(Dataset records)
____________________

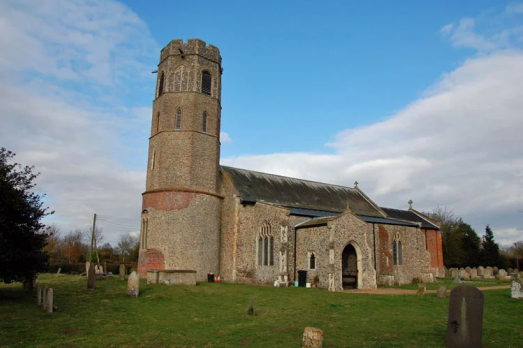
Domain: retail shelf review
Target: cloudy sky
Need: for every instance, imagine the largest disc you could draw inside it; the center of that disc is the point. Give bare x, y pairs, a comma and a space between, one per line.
415, 101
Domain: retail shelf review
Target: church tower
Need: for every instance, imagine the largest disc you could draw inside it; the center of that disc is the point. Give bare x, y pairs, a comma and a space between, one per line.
182, 203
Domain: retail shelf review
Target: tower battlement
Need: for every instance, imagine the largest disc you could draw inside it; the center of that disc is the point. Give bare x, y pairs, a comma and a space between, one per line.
192, 47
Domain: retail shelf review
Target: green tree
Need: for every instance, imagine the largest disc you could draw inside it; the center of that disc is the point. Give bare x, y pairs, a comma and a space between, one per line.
22, 234
490, 255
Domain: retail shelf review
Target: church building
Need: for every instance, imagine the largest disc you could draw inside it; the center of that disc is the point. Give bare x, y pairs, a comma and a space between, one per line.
252, 227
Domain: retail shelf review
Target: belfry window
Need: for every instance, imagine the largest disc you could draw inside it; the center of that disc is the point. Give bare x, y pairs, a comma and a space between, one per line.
397, 250
206, 82
178, 124
312, 261
160, 84
204, 122
265, 246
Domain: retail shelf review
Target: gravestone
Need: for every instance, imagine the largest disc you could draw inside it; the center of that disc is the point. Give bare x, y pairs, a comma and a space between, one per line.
122, 272
465, 321
39, 294
442, 292
133, 285
91, 278
49, 300
516, 289
312, 338
481, 271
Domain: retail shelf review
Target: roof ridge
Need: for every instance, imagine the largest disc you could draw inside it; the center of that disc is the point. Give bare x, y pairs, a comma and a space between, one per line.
290, 177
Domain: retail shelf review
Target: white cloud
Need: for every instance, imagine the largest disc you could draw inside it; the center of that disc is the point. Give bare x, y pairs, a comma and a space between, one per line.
459, 145
225, 138
77, 140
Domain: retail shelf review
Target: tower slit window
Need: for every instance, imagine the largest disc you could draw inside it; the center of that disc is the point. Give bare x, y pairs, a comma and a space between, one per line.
206, 82
161, 84
178, 122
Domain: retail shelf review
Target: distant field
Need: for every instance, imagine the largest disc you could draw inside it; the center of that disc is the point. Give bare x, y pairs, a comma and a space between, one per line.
214, 315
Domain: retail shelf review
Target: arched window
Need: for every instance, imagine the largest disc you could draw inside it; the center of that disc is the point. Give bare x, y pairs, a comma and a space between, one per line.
160, 84
312, 261
265, 246
397, 250
206, 82
204, 122
178, 124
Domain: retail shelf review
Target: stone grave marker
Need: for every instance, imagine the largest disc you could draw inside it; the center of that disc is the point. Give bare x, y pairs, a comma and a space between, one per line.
516, 289
122, 272
442, 292
133, 285
39, 294
49, 300
312, 338
465, 321
91, 278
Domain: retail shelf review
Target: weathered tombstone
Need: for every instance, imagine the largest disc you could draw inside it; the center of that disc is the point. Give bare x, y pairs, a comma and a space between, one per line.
49, 300
465, 321
312, 338
122, 272
39, 294
481, 271
516, 289
44, 297
442, 292
91, 278
133, 285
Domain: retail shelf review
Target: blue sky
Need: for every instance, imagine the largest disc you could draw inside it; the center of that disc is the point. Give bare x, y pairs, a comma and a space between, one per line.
415, 100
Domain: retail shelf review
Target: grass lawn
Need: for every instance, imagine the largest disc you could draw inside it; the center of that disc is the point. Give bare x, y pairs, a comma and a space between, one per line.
214, 315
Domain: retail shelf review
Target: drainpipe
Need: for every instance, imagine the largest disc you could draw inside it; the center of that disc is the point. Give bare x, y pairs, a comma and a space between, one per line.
374, 237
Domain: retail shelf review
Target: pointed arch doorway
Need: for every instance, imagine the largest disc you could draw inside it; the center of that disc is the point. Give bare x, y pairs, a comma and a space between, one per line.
350, 267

____________________

Given problem »
Pick out every line of the entries above that contains the word "window", and copy each such line in full.

Task answer »
Target: belfry window
Target: tower slit window
Target: arched window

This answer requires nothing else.